--- 给定题目 ---
请照原样抄录下面记录中从含有“Q: Locate the river channel”的那一行起、直到记录末尾的各行，首尾两行都包括在内。

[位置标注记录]

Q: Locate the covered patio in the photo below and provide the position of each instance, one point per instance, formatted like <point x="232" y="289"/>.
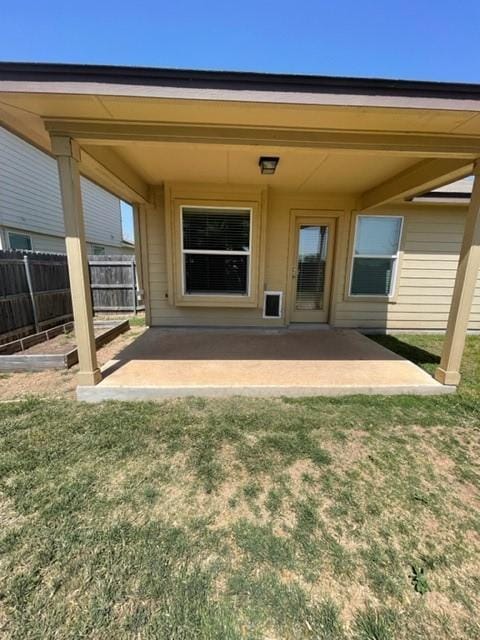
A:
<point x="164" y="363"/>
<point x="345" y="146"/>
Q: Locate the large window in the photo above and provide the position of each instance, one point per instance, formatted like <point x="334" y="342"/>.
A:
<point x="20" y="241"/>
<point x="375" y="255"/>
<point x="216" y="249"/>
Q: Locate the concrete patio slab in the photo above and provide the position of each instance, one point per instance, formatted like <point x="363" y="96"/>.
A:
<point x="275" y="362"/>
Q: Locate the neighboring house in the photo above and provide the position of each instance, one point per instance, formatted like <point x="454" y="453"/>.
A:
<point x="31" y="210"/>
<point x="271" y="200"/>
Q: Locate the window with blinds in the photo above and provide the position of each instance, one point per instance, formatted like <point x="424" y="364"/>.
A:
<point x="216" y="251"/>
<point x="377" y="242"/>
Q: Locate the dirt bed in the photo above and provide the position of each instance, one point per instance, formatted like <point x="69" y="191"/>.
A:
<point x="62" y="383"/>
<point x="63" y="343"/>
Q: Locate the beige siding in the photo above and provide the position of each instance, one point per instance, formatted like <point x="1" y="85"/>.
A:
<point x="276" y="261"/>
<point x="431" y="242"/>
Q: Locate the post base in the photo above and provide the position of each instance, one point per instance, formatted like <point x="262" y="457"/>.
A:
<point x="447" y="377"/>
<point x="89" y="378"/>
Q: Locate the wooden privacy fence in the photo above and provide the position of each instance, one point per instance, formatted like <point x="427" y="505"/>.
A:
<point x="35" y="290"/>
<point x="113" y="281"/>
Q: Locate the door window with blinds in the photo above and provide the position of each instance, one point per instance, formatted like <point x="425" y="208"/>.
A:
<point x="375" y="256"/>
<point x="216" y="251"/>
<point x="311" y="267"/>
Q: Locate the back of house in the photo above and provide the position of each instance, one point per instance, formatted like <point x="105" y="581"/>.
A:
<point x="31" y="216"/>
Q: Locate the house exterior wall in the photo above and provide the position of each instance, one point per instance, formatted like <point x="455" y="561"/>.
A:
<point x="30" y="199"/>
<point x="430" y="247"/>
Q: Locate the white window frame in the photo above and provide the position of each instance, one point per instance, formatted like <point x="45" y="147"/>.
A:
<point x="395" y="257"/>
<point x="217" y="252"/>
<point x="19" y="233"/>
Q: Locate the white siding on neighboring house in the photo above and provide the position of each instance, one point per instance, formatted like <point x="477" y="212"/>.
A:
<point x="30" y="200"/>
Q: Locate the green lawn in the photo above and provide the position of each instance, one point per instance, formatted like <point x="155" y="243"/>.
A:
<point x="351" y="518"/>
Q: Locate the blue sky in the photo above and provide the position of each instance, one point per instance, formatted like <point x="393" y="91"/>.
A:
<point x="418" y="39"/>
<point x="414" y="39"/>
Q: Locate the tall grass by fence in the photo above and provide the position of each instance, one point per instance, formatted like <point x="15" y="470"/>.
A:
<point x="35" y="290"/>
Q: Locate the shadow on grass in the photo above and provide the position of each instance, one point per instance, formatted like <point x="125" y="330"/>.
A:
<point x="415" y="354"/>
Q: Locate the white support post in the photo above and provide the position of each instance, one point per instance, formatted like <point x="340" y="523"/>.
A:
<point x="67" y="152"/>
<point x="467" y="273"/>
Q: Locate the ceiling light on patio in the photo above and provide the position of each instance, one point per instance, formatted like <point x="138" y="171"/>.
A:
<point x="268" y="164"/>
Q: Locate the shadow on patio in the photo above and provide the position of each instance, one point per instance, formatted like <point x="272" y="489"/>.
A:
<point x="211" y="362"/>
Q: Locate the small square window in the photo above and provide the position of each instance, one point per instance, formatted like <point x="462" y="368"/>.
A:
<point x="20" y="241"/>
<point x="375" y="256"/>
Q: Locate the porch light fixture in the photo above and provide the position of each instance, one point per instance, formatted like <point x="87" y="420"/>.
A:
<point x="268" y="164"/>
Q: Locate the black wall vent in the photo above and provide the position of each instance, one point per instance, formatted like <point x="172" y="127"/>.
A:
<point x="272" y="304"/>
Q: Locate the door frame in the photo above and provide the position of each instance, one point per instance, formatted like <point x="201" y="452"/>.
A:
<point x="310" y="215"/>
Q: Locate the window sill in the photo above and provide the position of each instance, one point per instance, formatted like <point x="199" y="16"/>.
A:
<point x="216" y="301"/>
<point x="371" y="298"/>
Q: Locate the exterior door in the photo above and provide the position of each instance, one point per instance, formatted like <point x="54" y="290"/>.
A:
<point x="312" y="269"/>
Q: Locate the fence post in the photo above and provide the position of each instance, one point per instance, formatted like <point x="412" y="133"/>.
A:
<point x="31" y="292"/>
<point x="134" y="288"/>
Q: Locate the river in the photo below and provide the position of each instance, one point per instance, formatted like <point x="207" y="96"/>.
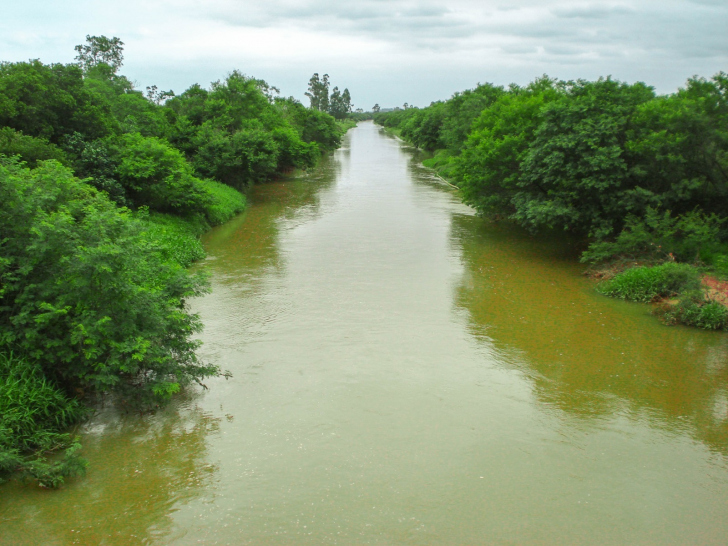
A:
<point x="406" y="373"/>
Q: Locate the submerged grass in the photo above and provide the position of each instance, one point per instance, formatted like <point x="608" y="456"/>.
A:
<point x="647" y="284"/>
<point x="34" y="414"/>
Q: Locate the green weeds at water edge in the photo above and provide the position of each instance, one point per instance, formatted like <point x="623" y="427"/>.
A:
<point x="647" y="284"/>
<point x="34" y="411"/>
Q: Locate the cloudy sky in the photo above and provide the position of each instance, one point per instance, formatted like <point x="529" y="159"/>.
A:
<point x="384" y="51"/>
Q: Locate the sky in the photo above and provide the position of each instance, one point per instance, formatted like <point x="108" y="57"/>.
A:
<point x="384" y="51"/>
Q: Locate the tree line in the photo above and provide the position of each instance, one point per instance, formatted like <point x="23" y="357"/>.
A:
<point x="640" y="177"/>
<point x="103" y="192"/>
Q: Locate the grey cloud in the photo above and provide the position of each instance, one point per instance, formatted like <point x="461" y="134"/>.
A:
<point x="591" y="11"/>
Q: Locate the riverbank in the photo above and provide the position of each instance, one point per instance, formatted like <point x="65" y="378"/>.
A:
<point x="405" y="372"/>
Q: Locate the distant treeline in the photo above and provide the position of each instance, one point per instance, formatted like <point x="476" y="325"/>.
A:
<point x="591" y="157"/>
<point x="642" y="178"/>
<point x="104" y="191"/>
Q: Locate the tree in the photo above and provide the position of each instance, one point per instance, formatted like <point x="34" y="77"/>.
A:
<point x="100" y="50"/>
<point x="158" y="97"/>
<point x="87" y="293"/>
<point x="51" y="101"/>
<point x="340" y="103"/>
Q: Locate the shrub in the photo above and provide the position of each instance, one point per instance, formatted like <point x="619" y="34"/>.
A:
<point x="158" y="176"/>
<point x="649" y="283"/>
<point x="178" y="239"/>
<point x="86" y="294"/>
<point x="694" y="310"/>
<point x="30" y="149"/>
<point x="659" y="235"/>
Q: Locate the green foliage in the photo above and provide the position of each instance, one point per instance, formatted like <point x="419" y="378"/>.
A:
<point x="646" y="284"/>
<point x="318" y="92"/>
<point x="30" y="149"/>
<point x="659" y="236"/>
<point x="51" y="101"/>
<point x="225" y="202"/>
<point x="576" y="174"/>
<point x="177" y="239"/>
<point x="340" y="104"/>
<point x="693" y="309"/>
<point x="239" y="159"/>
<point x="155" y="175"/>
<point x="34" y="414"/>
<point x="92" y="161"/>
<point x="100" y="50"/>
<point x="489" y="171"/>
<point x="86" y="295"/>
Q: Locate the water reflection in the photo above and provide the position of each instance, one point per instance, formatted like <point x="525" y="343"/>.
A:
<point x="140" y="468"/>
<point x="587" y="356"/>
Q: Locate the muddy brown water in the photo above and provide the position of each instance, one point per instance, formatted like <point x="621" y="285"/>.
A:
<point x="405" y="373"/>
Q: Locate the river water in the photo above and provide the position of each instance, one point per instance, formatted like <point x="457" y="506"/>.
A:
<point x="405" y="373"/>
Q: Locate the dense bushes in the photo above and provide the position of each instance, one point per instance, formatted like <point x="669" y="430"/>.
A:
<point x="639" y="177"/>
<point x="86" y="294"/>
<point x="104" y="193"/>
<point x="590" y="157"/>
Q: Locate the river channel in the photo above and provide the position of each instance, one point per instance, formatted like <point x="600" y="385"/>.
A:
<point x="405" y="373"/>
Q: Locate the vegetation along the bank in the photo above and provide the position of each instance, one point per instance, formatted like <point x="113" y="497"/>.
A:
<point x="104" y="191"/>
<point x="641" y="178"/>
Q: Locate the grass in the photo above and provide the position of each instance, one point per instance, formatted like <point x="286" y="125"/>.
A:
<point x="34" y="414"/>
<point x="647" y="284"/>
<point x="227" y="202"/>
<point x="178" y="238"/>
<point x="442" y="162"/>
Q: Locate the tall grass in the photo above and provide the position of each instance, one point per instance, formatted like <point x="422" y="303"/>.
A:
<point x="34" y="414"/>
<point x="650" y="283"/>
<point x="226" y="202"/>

--- 最终结果 ---
Q: Locate the river channel in the photo above and provide the position of each instance, one point per instance, formatted like <point x="600" y="385"/>.
A:
<point x="405" y="373"/>
Q: Locate the vegetation along the bank in the photo above and provide the position of each instance, one point per instance, formatted like <point x="113" y="497"/>.
A:
<point x="104" y="191"/>
<point x="641" y="178"/>
Q: Locate the grass in the photo above and provide the position of each instance, one point per instance, formatted like <point x="286" y="125"/>.
A:
<point x="34" y="414"/>
<point x="647" y="284"/>
<point x="227" y="202"/>
<point x="178" y="238"/>
<point x="442" y="162"/>
Q: Locate the tall grass in the photo above and provide the position of each instance, one point per instance, formatted like <point x="422" y="303"/>.
A:
<point x="34" y="414"/>
<point x="650" y="283"/>
<point x="226" y="202"/>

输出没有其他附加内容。